> **To do**:
For each statement, answer yes or no on whether it agrees with the passage on Pramod Kumar Sinha, and quote the words from the passage that decide it: (a) Before joining the BJP, Sinha was a district-level president of Janata Dal (United). (b) Ajay Singh inaugurated the sub-divisional hospital. (c) The food laboratory in Raxaul was established in 2020.

> **Source passage**:
┏━━

Pramod Kumar Sinha (also known as Pramod Kumar Sinha Kushwaha) is an Indian politician from Bihar and a Member of the Bihar Legislative Assembly. Sinha won the Raxaul Constituency on the symbol of BJP in the 2020 Bihar Legislative Assembly election.

==Political career==
Sinha was a member of Janata Dal (United) and prior to Bihar Assembly elections of 2020, he joined Bhartiya Janata Party. Sinha was serving as District level president of Janata Dal United before joining Bhartiya Janata Party. After assuming the membership of the BJP, he was made a candidate for 2020 assembly elections from Raxaul Assembly constituency, keeping aside sitting Member of Legislative Assembly, Ajay Singh. In response to candidature of Sinha, protests were organised by the supporters of Ajay Singh; the supporters of Singh contested the decision of BJP leadership on the question of rejecting his candidature in favour of Sinha.

It was during tenure of Sinha in 2022 that a food laboratory was established in Raxaul. A sub-divisional hospital was also inaugurated by union minister Mansukh Mandaviya. This laboratory was aimed at increasing the import and export of food products as the quality testing of those products could take place locally promoting swift movement of the cargo.

┗━━

> **Source material**:
┏━━

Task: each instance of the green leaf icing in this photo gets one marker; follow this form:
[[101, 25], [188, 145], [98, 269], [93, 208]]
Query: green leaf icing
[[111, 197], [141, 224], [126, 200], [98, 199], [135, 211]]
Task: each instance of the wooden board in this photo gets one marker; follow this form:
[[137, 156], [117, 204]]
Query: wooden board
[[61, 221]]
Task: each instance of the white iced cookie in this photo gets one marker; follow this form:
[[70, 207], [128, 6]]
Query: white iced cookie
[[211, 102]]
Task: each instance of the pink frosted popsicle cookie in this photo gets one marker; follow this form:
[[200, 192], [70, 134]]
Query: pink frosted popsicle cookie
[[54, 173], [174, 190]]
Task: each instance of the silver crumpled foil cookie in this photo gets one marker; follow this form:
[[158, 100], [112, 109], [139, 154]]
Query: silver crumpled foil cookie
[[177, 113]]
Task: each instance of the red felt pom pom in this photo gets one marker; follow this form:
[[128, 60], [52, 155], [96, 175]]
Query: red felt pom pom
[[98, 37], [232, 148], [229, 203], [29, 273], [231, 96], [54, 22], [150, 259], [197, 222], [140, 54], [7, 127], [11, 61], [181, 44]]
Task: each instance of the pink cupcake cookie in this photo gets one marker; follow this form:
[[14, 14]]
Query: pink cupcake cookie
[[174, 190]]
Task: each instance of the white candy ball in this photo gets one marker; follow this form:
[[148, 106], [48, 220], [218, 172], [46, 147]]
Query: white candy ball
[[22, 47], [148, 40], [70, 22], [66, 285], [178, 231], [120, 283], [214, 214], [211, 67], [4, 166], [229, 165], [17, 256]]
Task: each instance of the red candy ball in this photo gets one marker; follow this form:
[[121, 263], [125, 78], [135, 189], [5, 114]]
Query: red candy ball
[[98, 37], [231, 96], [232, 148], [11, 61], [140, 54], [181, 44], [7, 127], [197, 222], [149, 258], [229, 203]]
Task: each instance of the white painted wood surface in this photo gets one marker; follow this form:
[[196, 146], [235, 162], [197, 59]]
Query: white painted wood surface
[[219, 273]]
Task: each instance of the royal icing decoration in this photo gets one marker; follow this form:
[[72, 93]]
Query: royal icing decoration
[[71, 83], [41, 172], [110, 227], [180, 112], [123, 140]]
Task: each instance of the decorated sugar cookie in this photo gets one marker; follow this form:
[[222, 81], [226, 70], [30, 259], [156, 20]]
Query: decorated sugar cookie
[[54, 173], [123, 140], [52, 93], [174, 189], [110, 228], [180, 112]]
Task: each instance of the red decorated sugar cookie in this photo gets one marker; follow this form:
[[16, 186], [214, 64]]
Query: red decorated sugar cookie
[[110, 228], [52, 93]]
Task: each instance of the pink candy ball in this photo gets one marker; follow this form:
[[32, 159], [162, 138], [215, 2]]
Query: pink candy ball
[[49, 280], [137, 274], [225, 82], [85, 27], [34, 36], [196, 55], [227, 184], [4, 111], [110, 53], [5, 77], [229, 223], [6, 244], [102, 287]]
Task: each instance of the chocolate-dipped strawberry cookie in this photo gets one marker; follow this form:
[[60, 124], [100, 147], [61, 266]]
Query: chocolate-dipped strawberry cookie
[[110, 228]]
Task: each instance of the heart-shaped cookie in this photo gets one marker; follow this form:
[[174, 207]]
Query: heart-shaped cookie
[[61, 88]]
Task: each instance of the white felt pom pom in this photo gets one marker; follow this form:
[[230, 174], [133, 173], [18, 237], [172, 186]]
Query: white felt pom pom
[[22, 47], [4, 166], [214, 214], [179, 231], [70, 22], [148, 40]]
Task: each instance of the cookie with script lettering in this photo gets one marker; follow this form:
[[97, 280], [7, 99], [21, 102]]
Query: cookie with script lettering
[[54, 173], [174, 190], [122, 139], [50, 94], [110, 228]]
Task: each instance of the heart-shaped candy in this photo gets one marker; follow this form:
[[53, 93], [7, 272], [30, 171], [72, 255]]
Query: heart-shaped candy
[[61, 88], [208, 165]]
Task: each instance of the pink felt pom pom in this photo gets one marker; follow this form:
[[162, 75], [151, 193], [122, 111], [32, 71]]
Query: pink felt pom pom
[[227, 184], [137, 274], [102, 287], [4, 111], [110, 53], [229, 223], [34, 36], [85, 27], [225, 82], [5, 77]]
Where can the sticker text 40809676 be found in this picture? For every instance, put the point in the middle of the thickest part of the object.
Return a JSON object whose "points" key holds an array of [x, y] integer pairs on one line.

┗━━

> **Exercise response**:
(a) Yes: "Sinha was serving as District level president of Janata Dal United before joining Bhartiya Janata Party."
(b) No: "A sub-divisional hospital was also inaugurated by union minister Mansukh Mandaviya."
(c) No: "It was during tenure of Sinha in 2022 that a food laboratory was established in Raxaul."